- **What is needed**
The lines from the start of the data up to and including the one with "Target: mortar sight" should be returned exactly, and nothing else.
::: Dataset excerpts :::
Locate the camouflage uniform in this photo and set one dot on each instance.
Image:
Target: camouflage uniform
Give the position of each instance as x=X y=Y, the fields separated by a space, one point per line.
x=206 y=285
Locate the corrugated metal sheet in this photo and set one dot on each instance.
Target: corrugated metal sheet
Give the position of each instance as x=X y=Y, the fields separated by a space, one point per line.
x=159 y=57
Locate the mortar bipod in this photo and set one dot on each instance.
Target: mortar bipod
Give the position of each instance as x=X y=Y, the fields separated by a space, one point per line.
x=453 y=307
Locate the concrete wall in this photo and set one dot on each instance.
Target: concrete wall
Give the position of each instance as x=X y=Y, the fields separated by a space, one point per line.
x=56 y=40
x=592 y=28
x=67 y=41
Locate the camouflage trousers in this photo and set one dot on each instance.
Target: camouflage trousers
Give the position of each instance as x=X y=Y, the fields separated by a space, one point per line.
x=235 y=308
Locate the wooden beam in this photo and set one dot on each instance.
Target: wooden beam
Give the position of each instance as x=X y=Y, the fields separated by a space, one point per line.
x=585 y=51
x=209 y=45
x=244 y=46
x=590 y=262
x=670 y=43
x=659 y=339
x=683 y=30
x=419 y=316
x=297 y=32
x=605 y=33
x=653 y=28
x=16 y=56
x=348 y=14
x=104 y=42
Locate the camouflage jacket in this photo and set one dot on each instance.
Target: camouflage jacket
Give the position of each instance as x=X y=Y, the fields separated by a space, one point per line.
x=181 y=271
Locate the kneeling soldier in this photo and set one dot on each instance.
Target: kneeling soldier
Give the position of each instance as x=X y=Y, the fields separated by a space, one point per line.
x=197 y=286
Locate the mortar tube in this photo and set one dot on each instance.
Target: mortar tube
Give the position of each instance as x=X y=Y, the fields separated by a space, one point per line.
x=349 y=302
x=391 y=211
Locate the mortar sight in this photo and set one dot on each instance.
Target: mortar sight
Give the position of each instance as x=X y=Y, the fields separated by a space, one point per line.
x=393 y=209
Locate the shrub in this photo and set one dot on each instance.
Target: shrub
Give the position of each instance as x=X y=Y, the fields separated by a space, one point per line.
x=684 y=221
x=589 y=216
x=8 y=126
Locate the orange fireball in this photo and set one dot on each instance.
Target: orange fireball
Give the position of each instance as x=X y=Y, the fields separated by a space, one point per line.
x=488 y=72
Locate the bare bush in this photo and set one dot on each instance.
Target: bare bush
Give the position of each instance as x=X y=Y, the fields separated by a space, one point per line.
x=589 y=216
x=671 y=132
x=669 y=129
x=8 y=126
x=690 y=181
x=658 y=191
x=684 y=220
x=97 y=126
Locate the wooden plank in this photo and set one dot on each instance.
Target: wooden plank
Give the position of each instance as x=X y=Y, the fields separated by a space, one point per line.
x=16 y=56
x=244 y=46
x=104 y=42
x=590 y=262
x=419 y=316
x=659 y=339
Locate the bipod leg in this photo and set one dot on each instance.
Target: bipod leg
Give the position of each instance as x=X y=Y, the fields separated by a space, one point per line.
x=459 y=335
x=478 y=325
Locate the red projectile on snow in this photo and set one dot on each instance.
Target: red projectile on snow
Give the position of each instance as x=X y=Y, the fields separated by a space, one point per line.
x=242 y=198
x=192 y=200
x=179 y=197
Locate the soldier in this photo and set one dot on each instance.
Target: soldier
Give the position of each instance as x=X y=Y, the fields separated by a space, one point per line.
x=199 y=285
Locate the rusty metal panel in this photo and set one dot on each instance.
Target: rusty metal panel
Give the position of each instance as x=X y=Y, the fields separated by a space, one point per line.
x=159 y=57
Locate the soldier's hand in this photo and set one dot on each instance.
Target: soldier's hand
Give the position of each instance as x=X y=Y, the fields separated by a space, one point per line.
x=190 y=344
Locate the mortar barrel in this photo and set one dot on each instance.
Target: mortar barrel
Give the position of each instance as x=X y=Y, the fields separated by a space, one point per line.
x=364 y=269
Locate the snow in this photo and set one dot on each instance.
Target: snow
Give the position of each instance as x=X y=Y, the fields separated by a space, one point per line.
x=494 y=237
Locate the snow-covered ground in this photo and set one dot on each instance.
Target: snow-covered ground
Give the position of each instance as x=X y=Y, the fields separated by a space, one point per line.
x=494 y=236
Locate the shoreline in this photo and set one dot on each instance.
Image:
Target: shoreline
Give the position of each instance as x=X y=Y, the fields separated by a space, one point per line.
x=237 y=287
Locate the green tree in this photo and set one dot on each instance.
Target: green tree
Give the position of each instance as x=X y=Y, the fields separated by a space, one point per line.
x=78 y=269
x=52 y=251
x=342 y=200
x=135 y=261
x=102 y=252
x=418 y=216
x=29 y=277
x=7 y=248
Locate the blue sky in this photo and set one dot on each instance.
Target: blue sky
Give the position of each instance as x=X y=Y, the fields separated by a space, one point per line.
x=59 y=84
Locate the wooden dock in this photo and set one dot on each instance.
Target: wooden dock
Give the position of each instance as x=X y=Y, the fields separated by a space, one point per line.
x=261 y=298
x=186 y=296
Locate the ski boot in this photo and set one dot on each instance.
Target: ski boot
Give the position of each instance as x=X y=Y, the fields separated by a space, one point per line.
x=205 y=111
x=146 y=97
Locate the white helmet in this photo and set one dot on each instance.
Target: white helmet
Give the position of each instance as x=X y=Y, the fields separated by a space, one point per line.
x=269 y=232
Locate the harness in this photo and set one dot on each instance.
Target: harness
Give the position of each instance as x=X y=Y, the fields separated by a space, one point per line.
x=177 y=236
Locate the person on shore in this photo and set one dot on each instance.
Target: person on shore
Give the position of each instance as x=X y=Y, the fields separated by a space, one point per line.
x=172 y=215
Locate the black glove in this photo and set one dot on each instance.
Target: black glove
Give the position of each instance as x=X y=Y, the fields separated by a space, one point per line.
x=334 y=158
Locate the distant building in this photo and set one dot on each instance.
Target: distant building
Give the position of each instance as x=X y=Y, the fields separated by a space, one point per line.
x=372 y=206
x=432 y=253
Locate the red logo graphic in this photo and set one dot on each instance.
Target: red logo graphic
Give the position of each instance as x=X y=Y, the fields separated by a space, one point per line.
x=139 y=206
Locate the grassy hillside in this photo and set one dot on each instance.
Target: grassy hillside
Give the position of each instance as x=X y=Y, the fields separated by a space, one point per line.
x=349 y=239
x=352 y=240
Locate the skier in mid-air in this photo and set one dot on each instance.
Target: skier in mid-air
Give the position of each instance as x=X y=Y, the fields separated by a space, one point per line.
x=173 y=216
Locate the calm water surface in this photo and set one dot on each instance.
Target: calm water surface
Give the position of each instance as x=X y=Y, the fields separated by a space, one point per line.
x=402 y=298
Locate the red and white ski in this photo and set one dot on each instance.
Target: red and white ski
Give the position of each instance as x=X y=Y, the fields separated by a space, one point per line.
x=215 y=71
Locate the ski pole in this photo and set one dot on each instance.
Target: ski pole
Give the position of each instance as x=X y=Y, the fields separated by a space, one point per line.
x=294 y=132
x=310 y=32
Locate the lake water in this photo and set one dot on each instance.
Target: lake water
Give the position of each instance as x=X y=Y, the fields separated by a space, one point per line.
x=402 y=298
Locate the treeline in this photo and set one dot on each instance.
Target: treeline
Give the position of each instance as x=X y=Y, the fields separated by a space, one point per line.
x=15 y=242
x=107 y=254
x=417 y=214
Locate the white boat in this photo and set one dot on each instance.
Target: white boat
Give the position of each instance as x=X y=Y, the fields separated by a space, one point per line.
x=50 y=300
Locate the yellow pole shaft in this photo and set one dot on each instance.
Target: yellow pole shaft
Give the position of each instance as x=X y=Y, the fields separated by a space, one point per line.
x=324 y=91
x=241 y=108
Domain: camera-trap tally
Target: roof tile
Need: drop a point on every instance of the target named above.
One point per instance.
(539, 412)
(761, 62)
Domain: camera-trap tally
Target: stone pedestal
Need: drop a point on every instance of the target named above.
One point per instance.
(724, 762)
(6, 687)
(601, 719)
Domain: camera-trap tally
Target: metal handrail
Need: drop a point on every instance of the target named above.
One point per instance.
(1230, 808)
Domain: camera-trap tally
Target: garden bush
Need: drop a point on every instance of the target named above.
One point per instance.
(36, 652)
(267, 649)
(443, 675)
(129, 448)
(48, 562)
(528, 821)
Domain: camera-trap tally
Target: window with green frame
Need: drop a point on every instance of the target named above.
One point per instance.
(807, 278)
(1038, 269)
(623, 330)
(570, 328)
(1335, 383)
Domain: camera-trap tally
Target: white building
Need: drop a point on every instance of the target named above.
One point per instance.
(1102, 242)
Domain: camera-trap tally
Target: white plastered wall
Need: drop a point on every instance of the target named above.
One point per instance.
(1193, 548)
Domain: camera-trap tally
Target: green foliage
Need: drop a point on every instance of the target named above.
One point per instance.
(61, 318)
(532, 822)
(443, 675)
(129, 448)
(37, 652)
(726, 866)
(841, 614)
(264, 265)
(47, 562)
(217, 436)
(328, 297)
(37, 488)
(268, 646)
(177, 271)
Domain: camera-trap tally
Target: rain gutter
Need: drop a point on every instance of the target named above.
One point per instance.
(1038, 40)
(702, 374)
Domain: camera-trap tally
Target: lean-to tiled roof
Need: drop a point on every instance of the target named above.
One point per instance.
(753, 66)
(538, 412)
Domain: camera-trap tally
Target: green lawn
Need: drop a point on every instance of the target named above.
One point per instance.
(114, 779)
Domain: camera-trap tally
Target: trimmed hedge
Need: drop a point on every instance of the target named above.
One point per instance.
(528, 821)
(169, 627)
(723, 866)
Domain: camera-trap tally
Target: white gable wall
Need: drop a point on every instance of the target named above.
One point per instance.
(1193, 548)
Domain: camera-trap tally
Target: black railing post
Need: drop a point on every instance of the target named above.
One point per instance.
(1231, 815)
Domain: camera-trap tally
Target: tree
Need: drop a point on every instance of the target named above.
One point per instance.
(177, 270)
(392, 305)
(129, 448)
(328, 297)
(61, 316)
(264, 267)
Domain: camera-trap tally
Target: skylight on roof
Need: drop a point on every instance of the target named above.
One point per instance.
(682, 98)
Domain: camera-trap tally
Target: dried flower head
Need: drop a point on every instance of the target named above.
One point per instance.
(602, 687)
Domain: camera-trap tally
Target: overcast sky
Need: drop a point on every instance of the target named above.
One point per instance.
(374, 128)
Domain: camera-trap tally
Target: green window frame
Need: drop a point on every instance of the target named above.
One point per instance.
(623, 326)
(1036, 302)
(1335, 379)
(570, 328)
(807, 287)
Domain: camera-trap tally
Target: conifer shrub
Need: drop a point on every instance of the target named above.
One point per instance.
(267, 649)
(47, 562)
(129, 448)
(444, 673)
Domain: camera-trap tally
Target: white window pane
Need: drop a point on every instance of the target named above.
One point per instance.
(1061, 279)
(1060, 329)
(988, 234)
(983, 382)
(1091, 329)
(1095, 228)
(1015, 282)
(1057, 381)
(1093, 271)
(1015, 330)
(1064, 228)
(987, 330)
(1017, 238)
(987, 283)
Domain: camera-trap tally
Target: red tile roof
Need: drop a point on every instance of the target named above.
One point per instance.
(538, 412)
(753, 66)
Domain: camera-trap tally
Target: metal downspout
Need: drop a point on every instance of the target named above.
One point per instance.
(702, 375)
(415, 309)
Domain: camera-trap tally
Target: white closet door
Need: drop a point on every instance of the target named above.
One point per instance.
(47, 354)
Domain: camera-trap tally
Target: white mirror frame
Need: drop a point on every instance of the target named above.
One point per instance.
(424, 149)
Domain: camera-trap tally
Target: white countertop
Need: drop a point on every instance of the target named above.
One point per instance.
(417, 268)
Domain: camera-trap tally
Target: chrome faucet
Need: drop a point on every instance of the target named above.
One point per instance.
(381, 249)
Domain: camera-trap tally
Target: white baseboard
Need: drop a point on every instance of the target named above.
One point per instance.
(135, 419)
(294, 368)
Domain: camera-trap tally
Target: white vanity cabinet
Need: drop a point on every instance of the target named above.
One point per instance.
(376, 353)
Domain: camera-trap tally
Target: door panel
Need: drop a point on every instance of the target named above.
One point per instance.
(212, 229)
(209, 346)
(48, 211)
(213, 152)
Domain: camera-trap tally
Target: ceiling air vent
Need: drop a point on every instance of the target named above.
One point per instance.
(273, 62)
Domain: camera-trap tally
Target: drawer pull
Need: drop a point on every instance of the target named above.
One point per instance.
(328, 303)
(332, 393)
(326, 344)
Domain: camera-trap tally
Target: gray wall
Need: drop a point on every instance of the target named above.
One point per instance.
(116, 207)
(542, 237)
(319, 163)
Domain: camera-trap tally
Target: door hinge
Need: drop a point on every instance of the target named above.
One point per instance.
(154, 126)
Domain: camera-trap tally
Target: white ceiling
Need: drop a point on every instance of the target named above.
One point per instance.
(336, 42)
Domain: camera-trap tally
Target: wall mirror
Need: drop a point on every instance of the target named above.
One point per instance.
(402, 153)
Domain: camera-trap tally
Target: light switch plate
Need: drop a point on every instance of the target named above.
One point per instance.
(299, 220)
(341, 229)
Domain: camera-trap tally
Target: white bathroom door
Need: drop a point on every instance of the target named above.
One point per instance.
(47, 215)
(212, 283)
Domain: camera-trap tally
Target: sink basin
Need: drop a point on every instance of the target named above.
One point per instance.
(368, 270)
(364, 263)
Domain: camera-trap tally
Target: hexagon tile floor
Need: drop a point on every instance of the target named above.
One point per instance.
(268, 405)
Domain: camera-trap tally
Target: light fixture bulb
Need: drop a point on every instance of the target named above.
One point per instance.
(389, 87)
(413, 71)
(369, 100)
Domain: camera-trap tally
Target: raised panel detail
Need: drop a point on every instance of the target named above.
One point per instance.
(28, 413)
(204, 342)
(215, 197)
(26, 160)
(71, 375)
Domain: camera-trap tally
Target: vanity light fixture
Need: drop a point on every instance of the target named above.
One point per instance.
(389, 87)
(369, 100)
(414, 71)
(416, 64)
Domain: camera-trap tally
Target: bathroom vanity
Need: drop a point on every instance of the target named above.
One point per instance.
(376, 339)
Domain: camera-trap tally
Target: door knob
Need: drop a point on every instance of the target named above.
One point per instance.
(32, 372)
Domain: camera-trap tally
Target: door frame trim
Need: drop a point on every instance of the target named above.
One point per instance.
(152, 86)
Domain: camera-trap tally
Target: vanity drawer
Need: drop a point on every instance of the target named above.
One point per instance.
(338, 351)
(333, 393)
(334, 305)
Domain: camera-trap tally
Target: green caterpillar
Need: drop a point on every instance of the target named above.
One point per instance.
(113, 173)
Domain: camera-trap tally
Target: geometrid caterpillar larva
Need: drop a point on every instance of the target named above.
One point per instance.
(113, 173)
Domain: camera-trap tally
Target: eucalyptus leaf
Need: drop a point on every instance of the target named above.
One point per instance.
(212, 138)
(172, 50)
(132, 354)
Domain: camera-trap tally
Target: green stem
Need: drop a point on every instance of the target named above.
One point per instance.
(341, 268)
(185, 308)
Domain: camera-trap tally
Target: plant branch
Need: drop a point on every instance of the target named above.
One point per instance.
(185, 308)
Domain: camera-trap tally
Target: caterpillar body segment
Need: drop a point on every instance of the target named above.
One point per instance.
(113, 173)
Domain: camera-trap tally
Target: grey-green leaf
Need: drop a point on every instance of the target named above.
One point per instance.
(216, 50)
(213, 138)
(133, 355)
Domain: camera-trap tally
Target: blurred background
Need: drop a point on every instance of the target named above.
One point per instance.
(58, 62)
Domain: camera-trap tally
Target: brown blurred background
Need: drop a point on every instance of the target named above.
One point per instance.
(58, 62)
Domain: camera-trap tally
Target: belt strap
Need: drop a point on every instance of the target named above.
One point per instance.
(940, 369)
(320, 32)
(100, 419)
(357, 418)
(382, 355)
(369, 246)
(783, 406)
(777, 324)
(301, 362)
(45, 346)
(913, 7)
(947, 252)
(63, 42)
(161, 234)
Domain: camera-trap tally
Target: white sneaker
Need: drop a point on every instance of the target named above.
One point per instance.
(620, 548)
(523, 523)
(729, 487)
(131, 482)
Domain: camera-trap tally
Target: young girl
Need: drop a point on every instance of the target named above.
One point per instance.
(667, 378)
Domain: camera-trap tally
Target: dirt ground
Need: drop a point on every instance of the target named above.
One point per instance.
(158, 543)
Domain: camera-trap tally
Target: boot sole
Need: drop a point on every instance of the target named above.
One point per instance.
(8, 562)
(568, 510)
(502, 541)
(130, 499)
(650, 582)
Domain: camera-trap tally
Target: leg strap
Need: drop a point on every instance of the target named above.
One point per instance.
:::
- **Written solution**
Locate the camouflage uniform in this photo and set one dot on each instance.
Image:
Target: camouflage uniform
Give the position of each instance as x=X y=Y, the fields separated by a space, one point per line.
x=206 y=285
Locate the corrugated metal sheet in this photo and set one dot on each instance.
Target: corrugated metal sheet
Give the position of each instance as x=X y=Y, the fields separated by a space, one point per line.
x=159 y=57
Locate the mortar bipod in this photo and set one dot on each instance.
Target: mortar bipod
Give the position of each instance as x=X y=Y, the fields separated by a space, one point per line.
x=453 y=307
Locate the concrete wall in this photo and set one dot on each instance.
Target: concrete wall
Give the position of each instance as x=X y=Y, the fields separated by a space, one point per line.
x=56 y=40
x=592 y=28
x=67 y=41
Locate the camouflage trousers in this photo and set one dot on each instance.
Target: camouflage trousers
Give the position of each instance as x=X y=Y, the fields separated by a space, one point per line.
x=235 y=308
Locate the wooden beam in this photo and set one dot on each instance.
Target: wooden beam
Give the position of each instance as x=X y=Y, the fields separated by a space, one point per line.
x=585 y=51
x=209 y=45
x=244 y=46
x=590 y=262
x=670 y=43
x=659 y=339
x=683 y=30
x=419 y=316
x=297 y=32
x=605 y=33
x=653 y=28
x=16 y=56
x=348 y=14
x=104 y=42
Locate the camouflage jacket in this photo and set one dot on each instance.
Target: camouflage jacket
Give the position of each instance as x=X y=Y, the fields separated by a space, one point per line.
x=181 y=271
Locate the kneeling soldier in this photo and set one dot on each instance.
Target: kneeling soldier
Give the position of each instance as x=X y=Y, the fields separated by a space, one point per line.
x=197 y=286
Locate the mortar tube in this photo and set one dot on each instance.
Target: mortar tube
Give the position of each instance as x=X y=Y, the fields separated by a space, one point per line.
x=349 y=302
x=391 y=211
Locate the mortar sight in this photo and set one dot on each instance.
Target: mortar sight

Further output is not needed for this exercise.